_Mise en pratique_:
a - Dans le passage sur la démocratie et la Covid-19, quelle organisation de la société civile est nommée ?
b - Ces affirmations concordent-elles avec le passage sur la démocratie et la Covid-19 ? (i) Les fake news sont faciles à réglementer par la loi. (ii) Il a été recommandé que les assemblées citoyennes se tiennent en ligne. (iii) En France et au Royaume-Uni, les assemblées sur le Coronavirus se sont tenues en personne.
c - Rédigez la suite du passage sur la démocratie et la Covid-19 à partir de sa dernière phrase.

Nous avons permis à deux discussions d’avoir lieu sur la liberté de presse et la transparence. La propagation de fake news constitue un des plus grands défis actuels. Il est cependant très difficile de réglementer les fake news par des lois autre que celles pour la diffamation. Notre principal conseil est que les individus s’instruisent sur les médias et les informations afin d’être en mesure de déterminer si une information est véridique après avoir consulté des sources sûres et des données vérifiables. Les débats publiques et la transparence dans la prise de décision ont aussi été affectés par les restrictions liées à la Covid-19. Suite aux débats, nous recommandons aux individus de militer pour plus de démocratie directe aux moyens d’outils préexistants et en collaborant avec des organisations de la société civile telle que Open Government Partnership pour amener du changement dans les systèmes démocratiques et engager des discussions avec les hommes politiques.
Enfin, la vie publique étant au ralenti, les assemblées citoyennes et les dialogues citoyens font face à de nouveaux obstacles, avec les rencontres en personne qui ne sont plus possible et les gouvernements qui prennent des décisions rapides sans consulter le public. Lors de nos discussions, il a été recommandé que les assemblées citoyennes se tiennent en ligne, sur le modèle de la France et du Royaume-Uni où les assemblées sur le Coronavirus se sont déroulées via internet. Les gouvernements technocratiques devraient admettre que la démocratie a connu des changements au cours des dernières décennies et qu’il faut mettre en oeuvre un système de dialogue citoyen et se servir du produit de ces dialogues de manière concrète au sein du processus législatif.

_Extraits de données_:
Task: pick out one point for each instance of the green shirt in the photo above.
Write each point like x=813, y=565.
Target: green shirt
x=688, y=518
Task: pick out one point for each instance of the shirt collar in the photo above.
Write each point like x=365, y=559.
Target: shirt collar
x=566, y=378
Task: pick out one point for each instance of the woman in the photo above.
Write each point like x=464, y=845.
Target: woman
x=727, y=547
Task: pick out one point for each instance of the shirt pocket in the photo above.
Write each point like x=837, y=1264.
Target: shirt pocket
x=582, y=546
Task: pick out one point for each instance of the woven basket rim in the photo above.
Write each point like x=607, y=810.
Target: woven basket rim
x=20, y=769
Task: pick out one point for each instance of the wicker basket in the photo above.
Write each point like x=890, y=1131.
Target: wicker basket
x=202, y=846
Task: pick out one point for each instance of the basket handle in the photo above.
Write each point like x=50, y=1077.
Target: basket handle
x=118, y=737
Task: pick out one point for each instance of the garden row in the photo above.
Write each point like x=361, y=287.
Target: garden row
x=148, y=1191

--

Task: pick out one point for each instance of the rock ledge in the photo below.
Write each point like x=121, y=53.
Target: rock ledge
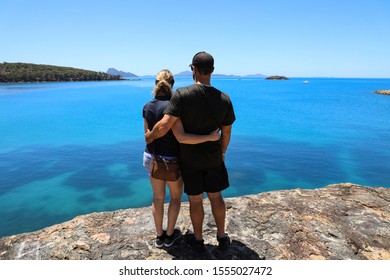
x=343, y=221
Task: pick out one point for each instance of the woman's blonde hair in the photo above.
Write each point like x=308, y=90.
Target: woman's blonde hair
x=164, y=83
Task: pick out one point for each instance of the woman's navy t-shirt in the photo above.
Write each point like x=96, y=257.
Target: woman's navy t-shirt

_Réponses numérotées_:
a - Open Government Partnership.

b -
(i) Non : « Il est cependant très difficile de réglementer les fake news par des lois autre que celles pour la diffamation. »
(ii) Oui : « il a été recommandé que les assemblées citoyennes se tiennent en ligne »
(iii) Non : « sur le modèle de la France et du Royaume-Uni où les assemblées sur le Coronavirus se sont déroulées via internet »

c -
Cet article est une version condensée des défis et recommandations reçus pendant nos discussions très engageantes, au cours des 6 dernières semaines. Nous souhaitons souligner que ces discussions sont le fruit de dialogues constructifs entre experts et participants et qu’ils sont susceptibles d’évoluer en même temps que la situation de crise sanitaire se développe. Visitez notre site internet pour la totalité des recommandations et l’enregistrement des vidéo-conférences interactives. Ces recommandations feront aussi l’objet d’une nouvelle discussion lors du Forum mondial en ligne sur la démocratie directe contemporaine, du 21 au 29 Septembre 2020.
Nous avons hâte de poursuivre ce débat, de trouver de nouvelles suggestions et de travailler en vue d’assurer une réelle participation citoyenne sur un modèle de démocratie directe lors du Forum mondial en ligne sur la démocratie directe contemporaine.